REQUIRED WORK
a) In the audio forum thread, how many tubes does the 85-year-old writer say are in their system?
b) Extend the audio forum thread, picking up right after its last line.

TEXT EXCERPT
I seem to be some kind of outlier. I'm 85, retired 15 years, still buying open reel tapes, vinyl, and SACDs/CDs, still investing in new gear (most recently an Oppo 105 with ModWright tube mods), currently comparing balanced interconnects between this unit and my Aesthetix Calypso linestage. Twenty-nine tubes in the system and I have massive quantities of records, tapes, CDs/SACDs and even 78s. Yeah, I can afford this and and am extremely grateful that I can. Downsides: my hearing sucks and my heavy lifting days are long gone. Upsides: plenty of time to indulge all this and my interest hasn't flagged in the slightest. Another major upside is having a group of audiobuddies of like mind who visit frequently (as I do them) and a wife who encourages all this nonsense.
Dopogue,
Glad to know you and I'm sure many others who in the retirement years, continue to be active in our hobby!
Dopogue: I was in the operations control room today at work. We were discussing playback media formats including vinyl, 8 track, cassette, etc.

EXTRACTED DATA

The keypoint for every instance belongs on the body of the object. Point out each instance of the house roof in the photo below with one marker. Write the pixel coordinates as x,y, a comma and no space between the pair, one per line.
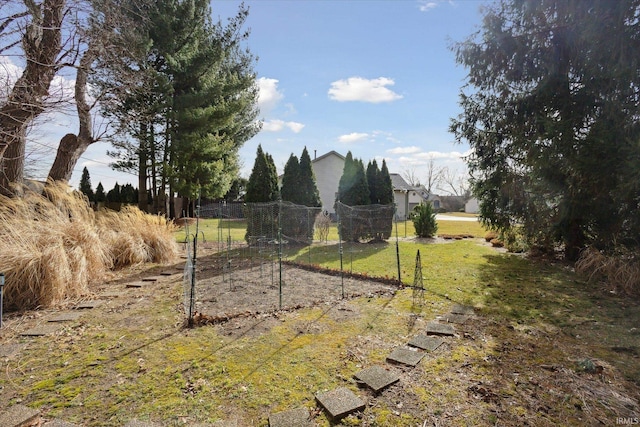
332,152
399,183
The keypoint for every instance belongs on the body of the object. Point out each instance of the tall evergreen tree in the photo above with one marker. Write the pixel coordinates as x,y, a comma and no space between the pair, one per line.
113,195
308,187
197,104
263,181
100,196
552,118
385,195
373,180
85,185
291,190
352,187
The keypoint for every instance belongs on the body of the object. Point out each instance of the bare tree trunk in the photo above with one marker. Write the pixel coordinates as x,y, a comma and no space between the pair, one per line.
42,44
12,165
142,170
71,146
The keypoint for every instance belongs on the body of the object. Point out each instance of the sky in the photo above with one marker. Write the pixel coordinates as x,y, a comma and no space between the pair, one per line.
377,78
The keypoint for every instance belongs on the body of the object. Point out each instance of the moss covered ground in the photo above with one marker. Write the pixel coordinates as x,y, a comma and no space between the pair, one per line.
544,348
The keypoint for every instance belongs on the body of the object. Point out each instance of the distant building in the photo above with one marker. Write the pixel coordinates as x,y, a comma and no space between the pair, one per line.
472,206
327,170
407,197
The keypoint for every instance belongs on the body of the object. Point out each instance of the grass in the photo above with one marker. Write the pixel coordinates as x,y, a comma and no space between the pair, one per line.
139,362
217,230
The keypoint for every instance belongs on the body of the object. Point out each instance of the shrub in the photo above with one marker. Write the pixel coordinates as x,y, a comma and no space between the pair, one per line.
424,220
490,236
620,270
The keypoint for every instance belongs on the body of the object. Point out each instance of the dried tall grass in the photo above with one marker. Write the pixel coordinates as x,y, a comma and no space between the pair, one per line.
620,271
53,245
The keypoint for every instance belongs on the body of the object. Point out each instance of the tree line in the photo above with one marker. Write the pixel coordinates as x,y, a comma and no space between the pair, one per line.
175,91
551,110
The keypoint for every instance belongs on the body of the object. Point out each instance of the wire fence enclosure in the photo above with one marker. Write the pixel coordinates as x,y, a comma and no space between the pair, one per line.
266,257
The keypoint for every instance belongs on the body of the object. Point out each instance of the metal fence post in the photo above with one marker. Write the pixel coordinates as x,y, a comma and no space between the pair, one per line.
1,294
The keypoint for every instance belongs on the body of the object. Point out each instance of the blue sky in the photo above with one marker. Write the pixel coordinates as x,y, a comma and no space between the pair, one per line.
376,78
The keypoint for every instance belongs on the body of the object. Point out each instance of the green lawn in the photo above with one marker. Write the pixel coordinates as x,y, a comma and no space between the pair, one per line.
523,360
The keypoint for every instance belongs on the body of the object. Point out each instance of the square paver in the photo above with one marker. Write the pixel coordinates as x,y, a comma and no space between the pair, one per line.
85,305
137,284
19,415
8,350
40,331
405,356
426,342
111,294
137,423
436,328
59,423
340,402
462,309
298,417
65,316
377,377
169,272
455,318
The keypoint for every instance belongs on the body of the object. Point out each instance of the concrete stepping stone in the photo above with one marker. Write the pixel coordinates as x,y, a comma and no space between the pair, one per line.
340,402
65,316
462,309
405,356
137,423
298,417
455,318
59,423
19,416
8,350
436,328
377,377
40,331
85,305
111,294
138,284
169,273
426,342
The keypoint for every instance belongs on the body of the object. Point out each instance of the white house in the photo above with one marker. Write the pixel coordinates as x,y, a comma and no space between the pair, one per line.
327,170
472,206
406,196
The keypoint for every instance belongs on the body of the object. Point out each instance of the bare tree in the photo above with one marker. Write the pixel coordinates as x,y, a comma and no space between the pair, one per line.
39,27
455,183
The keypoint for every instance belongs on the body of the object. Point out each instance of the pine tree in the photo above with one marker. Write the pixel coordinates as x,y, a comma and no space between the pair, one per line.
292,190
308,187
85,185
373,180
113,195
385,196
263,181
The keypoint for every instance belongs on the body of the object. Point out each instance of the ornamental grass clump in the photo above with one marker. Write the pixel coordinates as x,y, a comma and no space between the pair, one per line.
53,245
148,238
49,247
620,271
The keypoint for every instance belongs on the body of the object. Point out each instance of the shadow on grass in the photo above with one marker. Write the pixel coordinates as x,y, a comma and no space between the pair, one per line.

RESULTS
a) Twenty-nine.

b)
Several youngsters (25-35 YO) had never even heard of open-reel tape recorders!
I must say, it felt a little like the Twilight Zone.

I'm glad to hear you're still interested in music and audio.
I'm 62 and still have adequate hearing (thank the Lord).
Audio has certainly come a long way since the 50's and I'm glad to be a part of it!
I'm retired and I have been spending more time with my systems than ever. I finally have the time to tweak and play music. I tried downsizing once and it just didn't work out, I still want to improve my system(s). Working made being an audiophile possible but retiring gave me the time to enjoy it.